Segment Start: Data extract

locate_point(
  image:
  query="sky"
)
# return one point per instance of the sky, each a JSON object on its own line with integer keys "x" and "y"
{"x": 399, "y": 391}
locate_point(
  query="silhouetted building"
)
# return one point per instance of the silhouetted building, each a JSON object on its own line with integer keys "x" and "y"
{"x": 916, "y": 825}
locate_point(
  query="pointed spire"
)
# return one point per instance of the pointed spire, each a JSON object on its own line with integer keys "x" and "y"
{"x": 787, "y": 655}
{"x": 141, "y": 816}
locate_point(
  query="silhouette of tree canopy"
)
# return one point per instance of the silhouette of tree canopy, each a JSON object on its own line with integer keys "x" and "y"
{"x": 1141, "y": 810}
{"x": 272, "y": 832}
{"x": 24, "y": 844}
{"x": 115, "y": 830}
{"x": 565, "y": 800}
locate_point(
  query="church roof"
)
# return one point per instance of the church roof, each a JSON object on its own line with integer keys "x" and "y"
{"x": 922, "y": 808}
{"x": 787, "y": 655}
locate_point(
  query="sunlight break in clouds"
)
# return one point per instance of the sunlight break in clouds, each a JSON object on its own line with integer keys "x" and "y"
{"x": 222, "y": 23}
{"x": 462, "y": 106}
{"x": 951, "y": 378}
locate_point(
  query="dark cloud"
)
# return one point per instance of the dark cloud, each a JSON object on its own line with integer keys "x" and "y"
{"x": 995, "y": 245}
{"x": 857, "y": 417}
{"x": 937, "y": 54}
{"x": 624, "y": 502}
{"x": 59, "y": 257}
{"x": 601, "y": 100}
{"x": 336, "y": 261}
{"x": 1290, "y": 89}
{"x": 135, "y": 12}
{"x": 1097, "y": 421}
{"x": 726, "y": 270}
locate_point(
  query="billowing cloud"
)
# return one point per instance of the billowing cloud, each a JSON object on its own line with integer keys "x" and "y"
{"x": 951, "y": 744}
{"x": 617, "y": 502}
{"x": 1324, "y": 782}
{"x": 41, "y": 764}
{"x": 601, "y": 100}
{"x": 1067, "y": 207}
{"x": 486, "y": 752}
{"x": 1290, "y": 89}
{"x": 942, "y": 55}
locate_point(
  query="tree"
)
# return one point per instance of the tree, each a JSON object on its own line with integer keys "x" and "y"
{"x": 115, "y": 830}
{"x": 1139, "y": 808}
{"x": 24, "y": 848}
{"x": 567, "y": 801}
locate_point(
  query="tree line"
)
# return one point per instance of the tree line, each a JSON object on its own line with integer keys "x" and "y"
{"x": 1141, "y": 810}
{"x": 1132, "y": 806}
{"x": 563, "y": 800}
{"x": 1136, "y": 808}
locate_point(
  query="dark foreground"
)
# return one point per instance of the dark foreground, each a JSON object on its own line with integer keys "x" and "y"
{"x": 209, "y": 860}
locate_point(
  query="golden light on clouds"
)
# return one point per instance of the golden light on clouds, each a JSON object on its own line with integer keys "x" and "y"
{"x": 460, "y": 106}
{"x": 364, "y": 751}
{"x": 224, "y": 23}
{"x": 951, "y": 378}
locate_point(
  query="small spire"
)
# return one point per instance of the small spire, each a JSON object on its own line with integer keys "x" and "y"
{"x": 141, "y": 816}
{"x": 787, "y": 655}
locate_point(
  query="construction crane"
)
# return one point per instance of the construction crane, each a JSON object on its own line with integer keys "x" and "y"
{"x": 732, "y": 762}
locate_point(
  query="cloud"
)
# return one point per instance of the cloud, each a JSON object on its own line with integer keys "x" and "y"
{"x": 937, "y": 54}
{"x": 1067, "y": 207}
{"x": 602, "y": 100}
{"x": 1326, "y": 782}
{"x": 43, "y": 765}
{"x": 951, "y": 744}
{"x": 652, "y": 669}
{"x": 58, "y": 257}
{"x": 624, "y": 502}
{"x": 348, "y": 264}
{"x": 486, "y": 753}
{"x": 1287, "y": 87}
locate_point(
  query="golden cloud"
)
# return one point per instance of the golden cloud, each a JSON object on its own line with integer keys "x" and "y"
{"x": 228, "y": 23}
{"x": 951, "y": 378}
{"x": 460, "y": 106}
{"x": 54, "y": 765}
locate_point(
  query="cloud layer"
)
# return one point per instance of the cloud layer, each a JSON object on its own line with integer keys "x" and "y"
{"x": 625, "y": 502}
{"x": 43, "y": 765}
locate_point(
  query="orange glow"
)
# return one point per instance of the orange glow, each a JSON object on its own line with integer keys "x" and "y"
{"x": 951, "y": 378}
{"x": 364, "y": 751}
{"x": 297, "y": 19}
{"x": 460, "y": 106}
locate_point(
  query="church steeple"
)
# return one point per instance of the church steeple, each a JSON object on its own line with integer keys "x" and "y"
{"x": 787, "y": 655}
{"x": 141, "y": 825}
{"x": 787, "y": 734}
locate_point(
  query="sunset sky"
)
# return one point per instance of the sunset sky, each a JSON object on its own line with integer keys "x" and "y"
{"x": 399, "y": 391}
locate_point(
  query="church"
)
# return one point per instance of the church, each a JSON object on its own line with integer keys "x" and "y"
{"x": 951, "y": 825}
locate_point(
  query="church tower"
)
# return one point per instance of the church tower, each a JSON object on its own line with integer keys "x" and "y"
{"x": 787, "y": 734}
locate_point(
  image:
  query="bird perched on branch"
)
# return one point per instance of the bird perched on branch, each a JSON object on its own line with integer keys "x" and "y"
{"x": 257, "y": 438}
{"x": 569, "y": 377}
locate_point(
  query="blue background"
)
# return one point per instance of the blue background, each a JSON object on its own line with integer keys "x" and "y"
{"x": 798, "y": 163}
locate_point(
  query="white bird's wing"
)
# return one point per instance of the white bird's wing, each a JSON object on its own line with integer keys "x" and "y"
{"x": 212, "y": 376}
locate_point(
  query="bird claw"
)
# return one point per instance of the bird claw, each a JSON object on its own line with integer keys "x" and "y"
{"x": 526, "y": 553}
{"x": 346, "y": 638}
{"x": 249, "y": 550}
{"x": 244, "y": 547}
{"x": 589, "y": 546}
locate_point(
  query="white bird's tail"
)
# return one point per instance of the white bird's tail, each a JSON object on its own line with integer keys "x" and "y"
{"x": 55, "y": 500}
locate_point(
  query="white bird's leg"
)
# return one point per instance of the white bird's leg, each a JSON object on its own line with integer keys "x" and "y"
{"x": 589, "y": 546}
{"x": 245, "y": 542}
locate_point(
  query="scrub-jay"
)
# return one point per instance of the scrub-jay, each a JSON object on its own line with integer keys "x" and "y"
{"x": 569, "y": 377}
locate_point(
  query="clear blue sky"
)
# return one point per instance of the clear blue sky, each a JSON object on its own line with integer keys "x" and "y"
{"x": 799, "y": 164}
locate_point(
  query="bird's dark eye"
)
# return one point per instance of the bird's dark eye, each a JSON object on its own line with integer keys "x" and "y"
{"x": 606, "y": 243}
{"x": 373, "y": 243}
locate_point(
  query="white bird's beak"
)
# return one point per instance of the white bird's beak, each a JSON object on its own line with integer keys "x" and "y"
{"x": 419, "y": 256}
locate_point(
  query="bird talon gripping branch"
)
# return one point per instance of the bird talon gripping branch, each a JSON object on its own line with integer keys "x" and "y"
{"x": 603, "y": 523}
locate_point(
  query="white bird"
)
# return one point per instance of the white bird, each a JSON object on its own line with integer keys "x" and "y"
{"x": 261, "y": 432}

Segment End: Data extract

Exercise details
The answer must be a word-for-word reproduction of every record above.

Output for this task
locate_point(
  image:
  query="sky"
)
# return one point per instance of the sky, each a JSON object on its own line with integer keys "x" and "y"
{"x": 399, "y": 391}
locate_point(
  query="silhouetted building"
)
# return one point per instance of the silhouetted building, each a JSON object on its own line with integer keys "x" and "y"
{"x": 916, "y": 825}
locate_point(
  query="pointed spire"
)
# return one point per instance of the pointed spire, each a JSON object on its own line with integer keys "x" and "y"
{"x": 787, "y": 655}
{"x": 141, "y": 816}
locate_point(
  query="silhouette of tree canopy"
)
# return one point per instance of the silhouette of tree canopy, each a JSON object on its own line with integer keys "x" and "y"
{"x": 1141, "y": 810}
{"x": 272, "y": 832}
{"x": 24, "y": 844}
{"x": 115, "y": 830}
{"x": 565, "y": 800}
locate_point(
  query="church roof"
)
# return one point per instance of the church roof, each a JSON object on its own line with integer keys "x" and "y"
{"x": 922, "y": 808}
{"x": 787, "y": 655}
locate_point(
  query="sunlight break in clouds"
)
# return one point per instance of the sunlight break in clouds, each a JSON object on its own line with integer keys "x" and "y"
{"x": 222, "y": 23}
{"x": 462, "y": 106}
{"x": 951, "y": 378}
locate_point(
  query="dark cloud"
)
# return one point per instance of the dark cloud, each a JSON object on its own line with integer keys "x" and "y"
{"x": 995, "y": 245}
{"x": 857, "y": 417}
{"x": 937, "y": 54}
{"x": 624, "y": 502}
{"x": 59, "y": 257}
{"x": 601, "y": 100}
{"x": 336, "y": 261}
{"x": 1290, "y": 89}
{"x": 135, "y": 12}
{"x": 1097, "y": 421}
{"x": 726, "y": 270}
locate_point(
  query="billowing cloud"
)
# return one point per instance of the billowing cloud, each a JSON object on its own line with integer keys "x" and "y"
{"x": 951, "y": 744}
{"x": 617, "y": 502}
{"x": 1324, "y": 782}
{"x": 41, "y": 764}
{"x": 601, "y": 100}
{"x": 1067, "y": 207}
{"x": 486, "y": 752}
{"x": 1290, "y": 89}
{"x": 942, "y": 55}
locate_point(
  query="tree"
)
# return one point per instance of the tree, each a JSON object on its own line with integer keys "x" and "y"
{"x": 115, "y": 830}
{"x": 1139, "y": 808}
{"x": 24, "y": 848}
{"x": 567, "y": 801}
locate_point(
  query="tree line"
)
# return one point per instance of the tree line, each a JSON object on its own line with integer keys "x" and "y"
{"x": 1141, "y": 810}
{"x": 1132, "y": 806}
{"x": 563, "y": 800}
{"x": 1136, "y": 808}
locate_point(
  query="dark foreground"
)
# return one point per instance of the dark foreground, each a JSON object on its own line with integer keys "x" and "y"
{"x": 209, "y": 860}
locate_point(
  query="golden light on clouds"
)
# return one point per instance of the golden light on clouds, each a JSON object on its own line with integer keys "x" and "y"
{"x": 460, "y": 106}
{"x": 364, "y": 751}
{"x": 224, "y": 23}
{"x": 951, "y": 378}
locate_point(
  query="small spire"
)
# return one point per instance of the small spire, each a JSON object on its own line with integer keys "x" and "y"
{"x": 141, "y": 816}
{"x": 787, "y": 655}
locate_point(
  query="construction crane"
)
# return one point per instance of the construction crane, each a JSON object on its own line with integer keys "x" and "y"
{"x": 732, "y": 762}
locate_point(
  query="cloud"
)
# return one point per instance of the cloud, each a JSON object on its own line with integer keys "x" and "y"
{"x": 937, "y": 54}
{"x": 1067, "y": 207}
{"x": 602, "y": 100}
{"x": 1326, "y": 782}
{"x": 43, "y": 765}
{"x": 951, "y": 744}
{"x": 652, "y": 669}
{"x": 58, "y": 257}
{"x": 624, "y": 502}
{"x": 348, "y": 264}
{"x": 486, "y": 753}
{"x": 1287, "y": 87}
locate_point(
  query="golden cloud"
)
# return one point per instance of the golden cloud, each a JSON object on its own line with integer keys "x" and "y"
{"x": 228, "y": 23}
{"x": 951, "y": 378}
{"x": 460, "y": 106}
{"x": 54, "y": 765}
locate_point(
  query="cloud layer"
)
# return one point per instance of the cloud layer, each a JSON object on its own line with integer keys "x" and "y"
{"x": 625, "y": 502}
{"x": 43, "y": 765}
locate_point(
  query="orange glow"
)
# return one point per instance of the orange glow, each a JSON object on its own line with integer keys "x" and "y"
{"x": 951, "y": 378}
{"x": 364, "y": 751}
{"x": 297, "y": 19}
{"x": 460, "y": 106}
locate_point(
  query="church steeple"
)
# return one point per instance of the church steeple, each a JSON object on its own line with integer keys "x" and "y"
{"x": 787, "y": 655}
{"x": 141, "y": 825}
{"x": 787, "y": 734}
locate_point(
  query="sunset sky"
)
# return one point per instance of the sunset sky, each a JSON object on its own line with integer keys "x" and "y"
{"x": 399, "y": 391}
locate_point(
  query="church"
)
# return one point per instance of the church, each a JSON object on its own line with integer keys "x" and "y"
{"x": 951, "y": 825}
locate_point(
  query="church tower"
)
# return one point per instance of the church tower, each a JSON object on its own line with integer keys "x" and "y"
{"x": 787, "y": 734}
locate_point(
  image:
  query="bird perched on branch"
)
# return one point per instance of the bird perched on branch, each a JSON object on its own line with integer keys "x" and "y"
{"x": 257, "y": 438}
{"x": 569, "y": 377}
locate_point(
  query="blue background"
)
# return one point per instance of the blue background, each a JSON object on its own line with integer keys "x" and "y"
{"x": 798, "y": 163}
locate_point(
  query="white bird's wing"
)
# return one point per instance of the white bird's wing, each a JSON object on its own line with integer keys "x" and "y"
{"x": 212, "y": 376}
locate_point(
  query="bird claw"
)
# return one point per instance of the bird claw, each a JSON object on its own line with integer keys "x" and "y"
{"x": 526, "y": 553}
{"x": 346, "y": 638}
{"x": 249, "y": 550}
{"x": 244, "y": 547}
{"x": 589, "y": 546}
locate_point(
  query="white bird's tail"
)
# return one point per instance of the white bird's tail, each a JSON object on its own line with integer keys "x" and "y"
{"x": 55, "y": 500}
locate_point(
  query="white bird's leg"
)
# return one point per instance of the white bird's leg, each a JSON object on its own line with integer keys "x" and "y"
{"x": 589, "y": 546}
{"x": 245, "y": 542}
locate_point(
  query="scrub-jay"
)
# return one point per instance of the scrub-jay, each a JSON object on its own line with integer keys "x" and "y"
{"x": 569, "y": 377}
locate_point(
  query="clear blue sky"
)
# return one point per instance of the clear blue sky, each a JSON object on its own line with integer keys "x" and "y"
{"x": 799, "y": 164}
locate_point(
  query="bird's dark eye"
)
# return one point per instance of the bird's dark eye, each a JSON object on its own line with integer keys "x" and "y"
{"x": 606, "y": 243}
{"x": 373, "y": 243}
locate_point(
  query="white bird's beak"
)
# return one point per instance of the white bird's beak, each a JSON object on its own line with integer keys "x" and "y"
{"x": 419, "y": 256}
locate_point(
  query="bird talon gripping branch"
)
# return one point per instance of the bird talon gripping branch, each a JSON object on its own line with integer keys "x" and "y"
{"x": 603, "y": 523}
locate_point(
  query="white bird"
)
# return one point per instance of the white bird, each a JSON object on its own line with integer keys "x" and "y"
{"x": 261, "y": 432}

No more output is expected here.